What the task asks>
Print every item below line for line, with nothing changed. Leave the pictures out.

╭──

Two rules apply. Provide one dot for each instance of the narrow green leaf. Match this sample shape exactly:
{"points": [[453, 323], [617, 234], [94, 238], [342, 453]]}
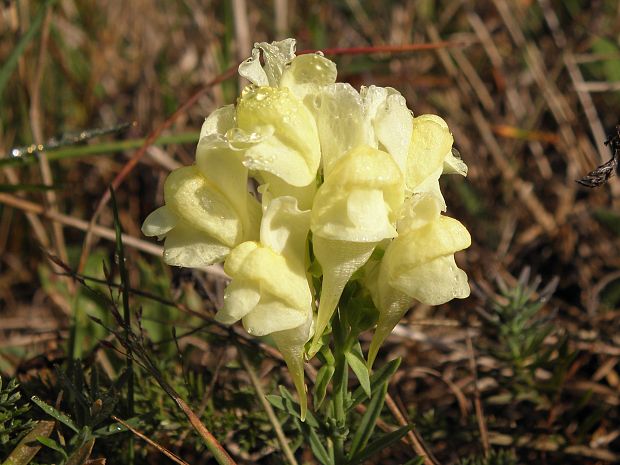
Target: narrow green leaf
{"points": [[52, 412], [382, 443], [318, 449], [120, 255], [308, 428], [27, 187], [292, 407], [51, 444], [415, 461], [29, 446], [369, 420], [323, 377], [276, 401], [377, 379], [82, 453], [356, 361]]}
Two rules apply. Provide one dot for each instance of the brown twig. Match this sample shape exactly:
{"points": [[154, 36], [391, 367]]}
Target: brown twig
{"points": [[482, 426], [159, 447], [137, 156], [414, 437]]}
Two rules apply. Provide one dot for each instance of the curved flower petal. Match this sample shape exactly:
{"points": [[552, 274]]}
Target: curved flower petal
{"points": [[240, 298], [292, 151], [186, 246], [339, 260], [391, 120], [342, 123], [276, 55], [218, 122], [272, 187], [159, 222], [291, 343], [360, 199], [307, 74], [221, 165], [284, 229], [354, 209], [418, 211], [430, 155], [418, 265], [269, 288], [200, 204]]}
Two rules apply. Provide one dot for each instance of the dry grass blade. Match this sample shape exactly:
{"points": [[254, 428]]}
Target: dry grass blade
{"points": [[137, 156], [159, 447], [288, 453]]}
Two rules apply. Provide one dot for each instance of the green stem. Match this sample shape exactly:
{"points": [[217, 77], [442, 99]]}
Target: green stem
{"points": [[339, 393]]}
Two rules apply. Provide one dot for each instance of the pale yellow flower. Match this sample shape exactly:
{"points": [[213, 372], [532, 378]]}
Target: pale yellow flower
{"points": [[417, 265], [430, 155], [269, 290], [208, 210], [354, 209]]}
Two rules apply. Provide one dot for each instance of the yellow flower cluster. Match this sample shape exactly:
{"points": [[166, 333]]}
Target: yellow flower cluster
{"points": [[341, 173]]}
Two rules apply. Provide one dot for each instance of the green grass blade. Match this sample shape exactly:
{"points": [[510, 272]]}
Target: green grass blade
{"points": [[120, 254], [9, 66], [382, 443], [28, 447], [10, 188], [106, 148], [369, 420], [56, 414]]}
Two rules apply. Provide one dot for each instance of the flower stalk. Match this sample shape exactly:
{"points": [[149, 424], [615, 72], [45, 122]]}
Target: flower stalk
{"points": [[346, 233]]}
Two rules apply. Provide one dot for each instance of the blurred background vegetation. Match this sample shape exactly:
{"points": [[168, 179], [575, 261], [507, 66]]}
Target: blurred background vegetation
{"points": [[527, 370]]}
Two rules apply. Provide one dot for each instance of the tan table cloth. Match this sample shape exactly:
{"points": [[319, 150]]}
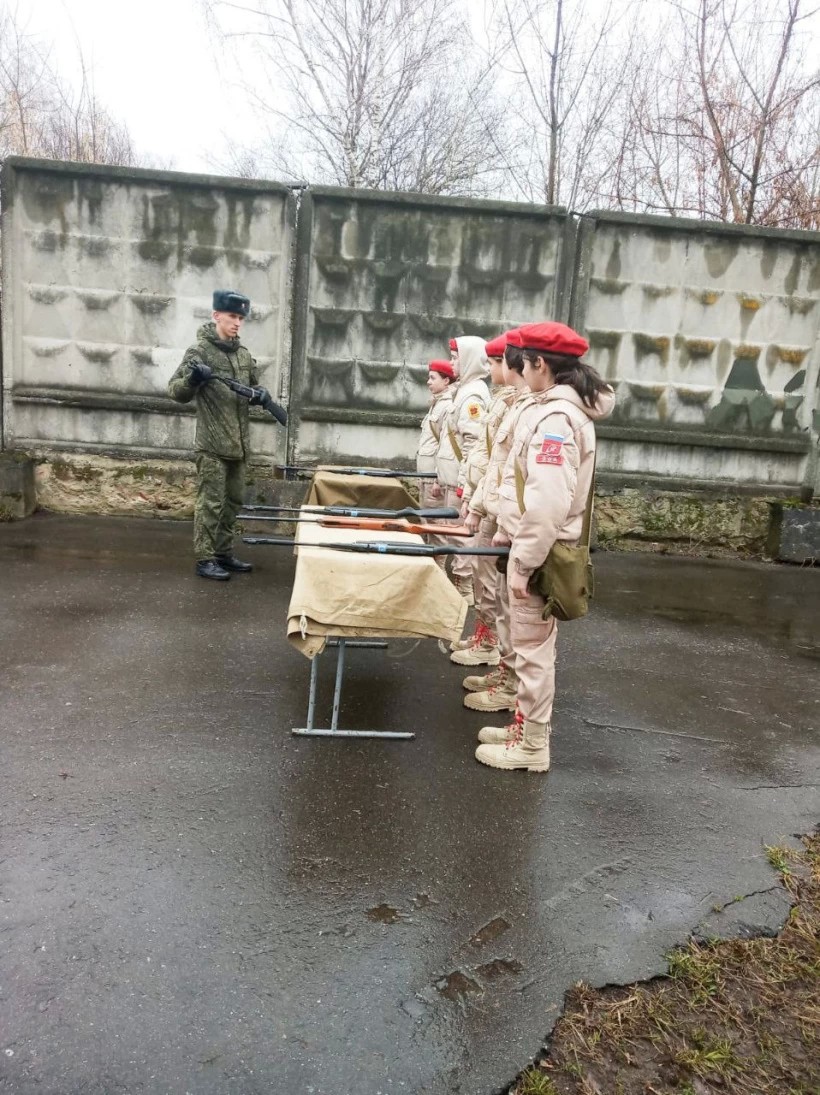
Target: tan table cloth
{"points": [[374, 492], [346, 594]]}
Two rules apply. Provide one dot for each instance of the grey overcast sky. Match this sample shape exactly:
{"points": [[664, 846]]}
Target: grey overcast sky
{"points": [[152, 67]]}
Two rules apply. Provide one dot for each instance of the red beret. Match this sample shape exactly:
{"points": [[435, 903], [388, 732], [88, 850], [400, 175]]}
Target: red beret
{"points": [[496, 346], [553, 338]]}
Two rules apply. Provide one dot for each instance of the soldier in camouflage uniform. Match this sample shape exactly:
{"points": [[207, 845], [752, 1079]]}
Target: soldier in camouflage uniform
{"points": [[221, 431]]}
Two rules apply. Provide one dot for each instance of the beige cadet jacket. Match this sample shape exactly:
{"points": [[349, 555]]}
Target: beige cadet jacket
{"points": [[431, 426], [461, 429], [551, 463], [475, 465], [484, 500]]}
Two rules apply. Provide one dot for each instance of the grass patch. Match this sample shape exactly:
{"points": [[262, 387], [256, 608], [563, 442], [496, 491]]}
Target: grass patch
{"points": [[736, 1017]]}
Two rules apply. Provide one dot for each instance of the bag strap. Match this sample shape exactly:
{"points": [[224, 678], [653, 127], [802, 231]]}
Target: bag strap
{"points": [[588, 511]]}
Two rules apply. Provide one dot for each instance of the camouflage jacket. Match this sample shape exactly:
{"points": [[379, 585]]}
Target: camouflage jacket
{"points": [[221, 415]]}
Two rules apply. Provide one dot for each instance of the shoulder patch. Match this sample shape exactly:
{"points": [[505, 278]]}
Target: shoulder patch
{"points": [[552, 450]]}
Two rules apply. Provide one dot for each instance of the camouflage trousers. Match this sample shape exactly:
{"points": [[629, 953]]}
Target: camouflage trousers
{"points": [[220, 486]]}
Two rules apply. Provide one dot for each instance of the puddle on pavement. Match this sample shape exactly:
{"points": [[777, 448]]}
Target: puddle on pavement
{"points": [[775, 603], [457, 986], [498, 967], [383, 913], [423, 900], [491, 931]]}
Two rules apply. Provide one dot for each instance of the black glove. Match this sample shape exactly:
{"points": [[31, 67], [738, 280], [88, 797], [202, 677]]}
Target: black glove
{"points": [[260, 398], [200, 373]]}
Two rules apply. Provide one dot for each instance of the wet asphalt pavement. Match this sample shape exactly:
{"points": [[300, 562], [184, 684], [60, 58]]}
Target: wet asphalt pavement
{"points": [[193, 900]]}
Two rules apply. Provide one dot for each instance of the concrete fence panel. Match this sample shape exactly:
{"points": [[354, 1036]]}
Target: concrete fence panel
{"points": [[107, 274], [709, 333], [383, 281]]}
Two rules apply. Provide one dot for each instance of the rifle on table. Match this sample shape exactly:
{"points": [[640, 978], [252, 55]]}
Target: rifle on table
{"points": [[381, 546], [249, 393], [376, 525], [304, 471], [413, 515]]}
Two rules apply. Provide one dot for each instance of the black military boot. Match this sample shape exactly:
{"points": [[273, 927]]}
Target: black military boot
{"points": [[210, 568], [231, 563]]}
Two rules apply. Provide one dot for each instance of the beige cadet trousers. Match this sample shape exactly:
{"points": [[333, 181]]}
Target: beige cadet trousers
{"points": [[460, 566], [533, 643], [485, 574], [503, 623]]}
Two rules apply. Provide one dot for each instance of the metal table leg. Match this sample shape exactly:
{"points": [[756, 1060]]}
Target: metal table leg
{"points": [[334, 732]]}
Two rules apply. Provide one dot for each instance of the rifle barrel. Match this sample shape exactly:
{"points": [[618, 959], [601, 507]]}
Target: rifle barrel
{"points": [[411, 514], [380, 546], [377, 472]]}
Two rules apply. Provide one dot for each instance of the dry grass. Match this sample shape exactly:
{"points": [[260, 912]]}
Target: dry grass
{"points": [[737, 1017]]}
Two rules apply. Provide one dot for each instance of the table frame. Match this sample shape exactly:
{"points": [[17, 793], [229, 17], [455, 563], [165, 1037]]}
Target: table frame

╰──

Result>
Two rules apply. Provide one dot for each instance of the narrow green leaf. Match this sample shape exactly:
{"points": [[453, 323], [617, 234], [94, 238], [342, 453]]}
Target: narrow green leaf
{"points": [[52, 412], [382, 443], [318, 449], [120, 255], [308, 428], [27, 187], [292, 407], [51, 444], [415, 461], [29, 446], [369, 420], [323, 377], [276, 401], [377, 379], [82, 453], [356, 361]]}
Two rules apply. Provide one dot for each instance of the brown twig. Match this sample shape exactly:
{"points": [[154, 36], [391, 367]]}
Target: brown twig
{"points": [[482, 426], [159, 447], [137, 156], [414, 437]]}
Two rules apply. Provide one dot for each instance of the curved flower petal. Match this sample shape exactly:
{"points": [[552, 274]]}
Target: curved flower petal
{"points": [[240, 298], [292, 151], [186, 246], [339, 260], [391, 120], [342, 123], [276, 55], [218, 122], [272, 187], [159, 222], [291, 343], [360, 199], [307, 74], [221, 165], [284, 229], [354, 209], [418, 211], [430, 155], [418, 265], [269, 288], [200, 204]]}
Two rules apply. Provide one dot for each instance of the dry grass blade. Match this sample shape exactly:
{"points": [[254, 428]]}
Target: dry grass blade
{"points": [[137, 156], [159, 447], [288, 453]]}
Two rules apply. Provide one dot for each instance of the green stem. Match this sample shape exactly:
{"points": [[217, 77], [442, 99]]}
Target: green stem
{"points": [[339, 393]]}
Two rules apply. Provide one dot for each instance of the pale yellow flower. Match this sample shape exactly:
{"points": [[213, 372], [532, 378]]}
Target: pale yellow flower
{"points": [[417, 265], [430, 155], [269, 290], [208, 210], [354, 209]]}
Two rules apply. Provide one dot for each instance of the yellow flower cluster. Match this sample shape exactly:
{"points": [[166, 333]]}
Target: yellow flower cluster
{"points": [[341, 173]]}
Two rules apply. Provide one dot for each instance of the green grass blade. Match this sample shape exactly:
{"points": [[510, 272]]}
Target: green grass blade
{"points": [[120, 254], [9, 66], [382, 443], [28, 447], [10, 188], [106, 148], [369, 420], [56, 414]]}
Two rules apply. Provide one dot for each instance of the flower stalk. Match this sample shape exactly:
{"points": [[149, 424], [615, 72], [45, 122]]}
Target: flower stalk
{"points": [[346, 233]]}
Two rules apply. Provide one dot for each instance of the blurred background vegetation. Match this sample shape exactly:
{"points": [[168, 179], [575, 261], [507, 66]]}
Target: blurred background vegetation
{"points": [[527, 370]]}
Two rules apply. Provide one dot for each instance of the tan table cloth. Match this sample shape exactly:
{"points": [[319, 150]]}
Target: tan table cloth
{"points": [[374, 492], [346, 594]]}
Two rules apply. Provide one dot for each instance of the grey overcast sky. Match this sample shape exactly:
{"points": [[664, 846]]}
Target: grey overcast sky
{"points": [[152, 67]]}
Two rules apply. Provide one dot for each instance of the red beret. Match this sample shape exactly:
{"points": [[435, 903], [388, 732], [88, 850], [400, 175]]}
Target: red beret
{"points": [[496, 346], [553, 338]]}
Two rules apply. Provide one dot for each instance of the soldier in camouflage uniform. Match this sample shape exactly:
{"points": [[207, 845], [752, 1079]]}
Target: soldier in camouflage uniform
{"points": [[221, 431]]}
Two rules apply. Provide one dot for each instance of the beige cadet jacket. Match this sample shape exactly:
{"points": [[349, 555]]}
Target: beige cadet jacket
{"points": [[431, 426], [461, 429], [551, 463], [475, 465], [484, 500]]}
Two rules apply. Provide one dot for each instance of the grass patch. Match this sample shape exactly:
{"points": [[262, 387], [256, 608], [563, 442], [496, 491]]}
Target: grass patch
{"points": [[736, 1017]]}
Two rules apply. Provide one dot for each instance of the bag strap. Match this sample shape exactly:
{"points": [[224, 678], [653, 127], [802, 231]]}
Target: bag strap
{"points": [[588, 511]]}
Two rules apply. Provide one dot for each instance of the camouflage jacket. Match this sample shape exactly:
{"points": [[379, 585]]}
Target: camouflage jacket
{"points": [[221, 415]]}
Two rules apply. Provide one dot for each instance of the shoulder patch. Match this sample shape exactly:
{"points": [[505, 278]]}
Target: shoulder patch
{"points": [[552, 450]]}
Two rules apply. Provide one dot for each instance of the camouflage trousers. Match this sample shape exactly:
{"points": [[629, 953]]}
Target: camouflage trousers
{"points": [[220, 486]]}
Two rules apply. Provide one dot for each instance of the puddle on pavement. Match this sample shape exactly:
{"points": [[777, 448]]}
Target: puddle on pavement
{"points": [[775, 603], [457, 986], [498, 967], [383, 913], [423, 900], [491, 931]]}
Two rules apply. Provide one dot for each instance of the black glove. Match this sample shape exactly:
{"points": [[31, 67], [738, 280], [88, 797], [202, 677]]}
Target: black glove
{"points": [[260, 398], [200, 373]]}
Two rules apply. Provide one dot for each instance of the wet asphalt pavement. Match this sample shape exactly:
{"points": [[300, 562], [184, 684], [60, 58]]}
Target: wet asphalt pavement
{"points": [[193, 900]]}
Two rules apply. Provide one dot for each instance of the concrete fence panel. Match this sample shape exactly:
{"points": [[354, 1036]]}
Target: concrete fence panel
{"points": [[107, 274], [709, 333], [383, 281]]}
Two rules apply. Provide one dot for each instance of the rifle on table. Match this sample shape exactly:
{"points": [[640, 978], [252, 55]]}
Target: rifle on table
{"points": [[381, 546], [249, 393], [376, 525], [304, 471], [413, 515]]}
Two rules apply. Provide one dot for each instance of the black military boot. Match this sample shape exactly:
{"points": [[273, 927]]}
Target: black military boot
{"points": [[210, 568], [231, 563]]}
Two rules apply. Provide one dot for each instance of the beige cadet trousers. Match this sample shape exactly:
{"points": [[333, 181]]}
Target: beige cadet trousers
{"points": [[460, 566], [533, 643], [485, 574], [503, 623]]}
Two rules apply. Provide one dot for each instance of the metal table leg. Match this sample shape exactly:
{"points": [[756, 1060]]}
Target: metal table leg
{"points": [[334, 732]]}
Two rules apply. Provide one dot for each instance of the rifle barrel. Match this sample shape exactly:
{"points": [[618, 959], [601, 507]]}
Target: rifle barrel
{"points": [[411, 514], [380, 546], [377, 472]]}
Two rules apply. Provide one dot for each instance of the dry grass. Match this sample shape exactly:
{"points": [[260, 912]]}
Target: dry grass
{"points": [[737, 1017]]}
Two rules apply. Provide one dot for each instance of the table frame. Match this sample shape exactly:
{"points": [[17, 793], [229, 17], [455, 563], [165, 1037]]}
Target: table frame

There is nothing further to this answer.